Extract from the rows below every line that contains the word "barn". Reproduce each such line in full.

• Data extract:
◇ ◇ ◇ ◇ ◇ ◇ ◇
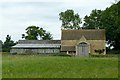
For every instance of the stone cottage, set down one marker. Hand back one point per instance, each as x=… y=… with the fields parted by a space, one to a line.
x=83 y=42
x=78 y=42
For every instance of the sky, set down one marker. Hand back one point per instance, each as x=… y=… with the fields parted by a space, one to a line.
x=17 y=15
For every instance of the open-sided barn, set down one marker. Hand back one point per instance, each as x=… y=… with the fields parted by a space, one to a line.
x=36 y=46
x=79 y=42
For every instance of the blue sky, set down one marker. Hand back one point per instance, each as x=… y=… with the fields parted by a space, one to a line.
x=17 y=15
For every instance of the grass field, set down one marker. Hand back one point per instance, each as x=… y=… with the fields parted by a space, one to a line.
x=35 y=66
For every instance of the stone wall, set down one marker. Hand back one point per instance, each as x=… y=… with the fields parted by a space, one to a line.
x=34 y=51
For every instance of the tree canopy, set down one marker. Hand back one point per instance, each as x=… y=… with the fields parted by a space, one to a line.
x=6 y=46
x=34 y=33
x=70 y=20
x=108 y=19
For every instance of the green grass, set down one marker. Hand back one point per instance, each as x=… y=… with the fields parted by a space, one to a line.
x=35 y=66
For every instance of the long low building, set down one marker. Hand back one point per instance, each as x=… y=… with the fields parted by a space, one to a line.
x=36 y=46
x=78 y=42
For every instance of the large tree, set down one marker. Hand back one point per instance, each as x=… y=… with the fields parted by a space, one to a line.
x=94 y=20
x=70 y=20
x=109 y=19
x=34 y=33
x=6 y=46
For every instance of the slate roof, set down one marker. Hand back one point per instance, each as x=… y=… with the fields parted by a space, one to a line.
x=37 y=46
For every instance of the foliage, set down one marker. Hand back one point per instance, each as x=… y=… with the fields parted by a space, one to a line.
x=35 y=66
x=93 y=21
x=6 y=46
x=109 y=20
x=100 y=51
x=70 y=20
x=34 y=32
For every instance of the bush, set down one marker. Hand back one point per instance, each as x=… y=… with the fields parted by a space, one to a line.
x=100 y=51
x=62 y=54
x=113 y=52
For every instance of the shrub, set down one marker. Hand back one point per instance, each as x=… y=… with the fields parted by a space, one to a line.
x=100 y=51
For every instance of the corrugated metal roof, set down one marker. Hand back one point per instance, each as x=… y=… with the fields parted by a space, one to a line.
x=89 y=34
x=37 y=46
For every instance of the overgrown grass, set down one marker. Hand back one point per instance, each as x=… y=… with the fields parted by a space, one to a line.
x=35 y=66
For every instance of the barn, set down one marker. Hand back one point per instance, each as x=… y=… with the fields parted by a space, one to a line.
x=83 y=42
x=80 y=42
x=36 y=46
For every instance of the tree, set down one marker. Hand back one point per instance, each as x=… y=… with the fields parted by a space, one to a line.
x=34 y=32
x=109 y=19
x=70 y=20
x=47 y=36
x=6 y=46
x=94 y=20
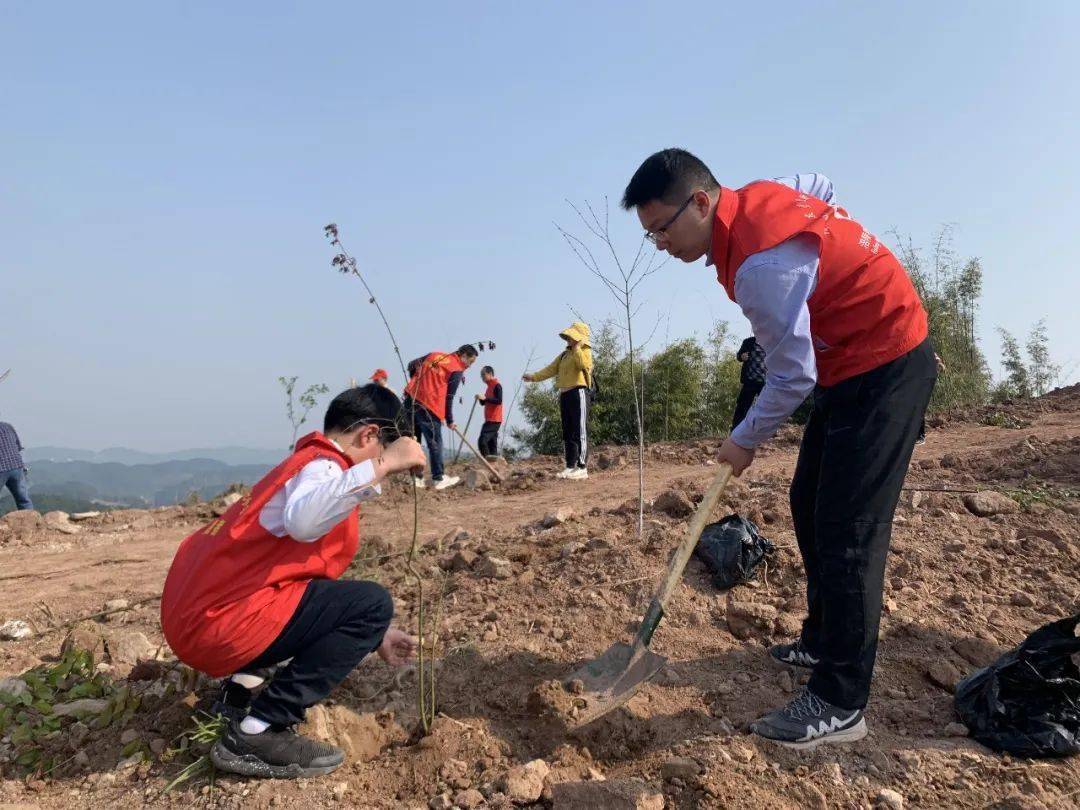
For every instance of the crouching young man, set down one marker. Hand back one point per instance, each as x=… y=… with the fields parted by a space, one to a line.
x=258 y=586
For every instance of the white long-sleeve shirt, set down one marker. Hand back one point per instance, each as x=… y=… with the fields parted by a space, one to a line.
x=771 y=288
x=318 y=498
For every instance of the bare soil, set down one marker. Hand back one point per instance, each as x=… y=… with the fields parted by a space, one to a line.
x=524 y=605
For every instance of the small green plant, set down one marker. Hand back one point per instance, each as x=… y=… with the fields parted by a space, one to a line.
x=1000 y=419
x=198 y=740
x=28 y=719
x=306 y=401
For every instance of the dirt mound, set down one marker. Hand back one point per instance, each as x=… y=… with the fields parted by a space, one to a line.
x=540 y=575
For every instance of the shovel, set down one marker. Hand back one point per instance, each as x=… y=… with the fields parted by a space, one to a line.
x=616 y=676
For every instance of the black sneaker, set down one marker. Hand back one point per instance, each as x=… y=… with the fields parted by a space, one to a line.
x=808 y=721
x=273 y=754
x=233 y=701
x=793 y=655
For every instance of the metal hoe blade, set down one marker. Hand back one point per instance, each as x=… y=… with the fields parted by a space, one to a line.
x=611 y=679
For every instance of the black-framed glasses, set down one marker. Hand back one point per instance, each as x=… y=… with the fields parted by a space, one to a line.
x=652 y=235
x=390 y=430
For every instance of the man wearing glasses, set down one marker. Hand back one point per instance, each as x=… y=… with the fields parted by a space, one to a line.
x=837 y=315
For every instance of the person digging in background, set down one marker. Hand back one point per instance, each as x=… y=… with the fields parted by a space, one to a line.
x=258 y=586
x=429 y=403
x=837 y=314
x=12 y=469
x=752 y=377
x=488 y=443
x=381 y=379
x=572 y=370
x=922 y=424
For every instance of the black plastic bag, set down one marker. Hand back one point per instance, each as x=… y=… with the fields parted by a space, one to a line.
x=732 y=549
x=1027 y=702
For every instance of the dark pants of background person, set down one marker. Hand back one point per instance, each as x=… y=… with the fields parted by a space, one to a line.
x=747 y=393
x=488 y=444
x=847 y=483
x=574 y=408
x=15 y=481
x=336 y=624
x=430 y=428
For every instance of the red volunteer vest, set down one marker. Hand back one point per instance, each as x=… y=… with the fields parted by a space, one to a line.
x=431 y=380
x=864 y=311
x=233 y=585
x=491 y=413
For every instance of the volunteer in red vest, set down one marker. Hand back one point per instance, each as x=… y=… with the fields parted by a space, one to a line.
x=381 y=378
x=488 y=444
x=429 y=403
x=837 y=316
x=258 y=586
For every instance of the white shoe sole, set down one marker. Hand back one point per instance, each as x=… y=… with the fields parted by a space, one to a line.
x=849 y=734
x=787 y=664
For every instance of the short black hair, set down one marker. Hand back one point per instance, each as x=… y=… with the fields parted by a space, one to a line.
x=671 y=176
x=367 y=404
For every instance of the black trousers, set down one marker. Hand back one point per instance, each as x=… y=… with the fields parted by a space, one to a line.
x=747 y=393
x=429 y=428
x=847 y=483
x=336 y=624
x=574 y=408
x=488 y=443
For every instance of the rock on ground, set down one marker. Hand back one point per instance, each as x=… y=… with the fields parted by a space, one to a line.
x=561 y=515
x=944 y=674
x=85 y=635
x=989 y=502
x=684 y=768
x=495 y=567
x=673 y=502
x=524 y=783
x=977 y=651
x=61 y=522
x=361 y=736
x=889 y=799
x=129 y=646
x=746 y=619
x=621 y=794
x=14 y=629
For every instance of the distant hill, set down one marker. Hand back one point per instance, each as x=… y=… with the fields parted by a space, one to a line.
◇ ◇ ◇ ◇ ◇ ◇ ◇
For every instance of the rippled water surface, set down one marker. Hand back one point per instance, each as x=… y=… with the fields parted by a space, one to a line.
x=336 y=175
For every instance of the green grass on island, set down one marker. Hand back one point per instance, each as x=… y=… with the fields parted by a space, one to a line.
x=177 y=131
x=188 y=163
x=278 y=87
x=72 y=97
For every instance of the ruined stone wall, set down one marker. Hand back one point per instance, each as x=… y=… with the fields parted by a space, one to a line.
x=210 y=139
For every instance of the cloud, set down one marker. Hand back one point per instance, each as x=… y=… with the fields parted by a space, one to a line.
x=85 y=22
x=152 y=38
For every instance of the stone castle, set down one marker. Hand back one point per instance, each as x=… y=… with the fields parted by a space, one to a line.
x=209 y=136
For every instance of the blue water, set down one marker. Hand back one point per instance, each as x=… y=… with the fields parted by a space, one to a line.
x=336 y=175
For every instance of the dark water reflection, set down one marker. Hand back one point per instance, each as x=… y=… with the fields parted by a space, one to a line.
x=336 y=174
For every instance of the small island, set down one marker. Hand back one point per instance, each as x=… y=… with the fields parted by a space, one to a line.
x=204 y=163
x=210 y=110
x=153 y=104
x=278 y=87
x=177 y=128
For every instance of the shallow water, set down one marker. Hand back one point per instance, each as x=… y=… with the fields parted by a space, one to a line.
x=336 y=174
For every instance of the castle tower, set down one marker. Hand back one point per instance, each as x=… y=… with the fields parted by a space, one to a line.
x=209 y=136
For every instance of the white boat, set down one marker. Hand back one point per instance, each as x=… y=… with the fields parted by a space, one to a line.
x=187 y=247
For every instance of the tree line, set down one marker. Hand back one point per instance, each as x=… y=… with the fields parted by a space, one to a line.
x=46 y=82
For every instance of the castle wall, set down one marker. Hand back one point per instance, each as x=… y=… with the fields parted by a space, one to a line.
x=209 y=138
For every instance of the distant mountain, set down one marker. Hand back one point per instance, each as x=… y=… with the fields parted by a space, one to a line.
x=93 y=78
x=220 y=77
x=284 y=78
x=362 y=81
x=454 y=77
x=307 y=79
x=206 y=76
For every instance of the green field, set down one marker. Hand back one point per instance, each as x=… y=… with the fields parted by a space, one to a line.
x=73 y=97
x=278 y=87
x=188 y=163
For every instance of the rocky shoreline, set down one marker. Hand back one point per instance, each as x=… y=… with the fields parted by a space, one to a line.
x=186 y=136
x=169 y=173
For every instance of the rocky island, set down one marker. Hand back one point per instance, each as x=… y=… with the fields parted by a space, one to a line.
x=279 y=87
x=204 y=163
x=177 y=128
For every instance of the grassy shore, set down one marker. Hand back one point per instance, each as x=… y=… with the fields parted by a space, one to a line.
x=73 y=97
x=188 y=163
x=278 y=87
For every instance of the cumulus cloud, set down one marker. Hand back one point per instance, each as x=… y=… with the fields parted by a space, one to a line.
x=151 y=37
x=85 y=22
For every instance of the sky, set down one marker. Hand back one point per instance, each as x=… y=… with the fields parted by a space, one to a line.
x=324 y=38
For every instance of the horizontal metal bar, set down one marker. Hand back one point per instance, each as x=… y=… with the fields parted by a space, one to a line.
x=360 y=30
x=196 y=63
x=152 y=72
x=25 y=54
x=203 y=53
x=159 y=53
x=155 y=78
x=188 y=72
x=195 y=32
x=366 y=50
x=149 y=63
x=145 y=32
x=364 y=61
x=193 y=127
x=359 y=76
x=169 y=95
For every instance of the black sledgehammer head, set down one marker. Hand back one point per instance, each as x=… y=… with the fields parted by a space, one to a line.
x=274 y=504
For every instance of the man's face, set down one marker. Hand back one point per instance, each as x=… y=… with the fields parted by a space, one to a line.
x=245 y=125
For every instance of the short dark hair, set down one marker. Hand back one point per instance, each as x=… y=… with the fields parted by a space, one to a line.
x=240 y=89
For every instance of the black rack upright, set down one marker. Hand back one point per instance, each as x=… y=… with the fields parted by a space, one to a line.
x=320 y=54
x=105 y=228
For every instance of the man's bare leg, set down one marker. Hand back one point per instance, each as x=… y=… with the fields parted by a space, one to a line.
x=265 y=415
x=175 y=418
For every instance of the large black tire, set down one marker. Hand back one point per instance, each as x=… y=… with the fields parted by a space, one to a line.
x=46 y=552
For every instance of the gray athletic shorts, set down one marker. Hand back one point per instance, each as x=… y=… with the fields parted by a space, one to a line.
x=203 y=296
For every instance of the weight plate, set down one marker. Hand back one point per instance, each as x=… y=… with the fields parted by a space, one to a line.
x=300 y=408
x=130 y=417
◇ ◇ ◇ ◇ ◇ ◇ ◇
• Solution to this exercise:
For every instance of the open-sided barn, set down one marker. Hand back one point per instance, each as x=… y=… with the fields parted by a space, one to a line.
For every instance of the barn, set down one marker. Hand back one point per instance, each as x=… y=… with the fields parted by a space, one to a line.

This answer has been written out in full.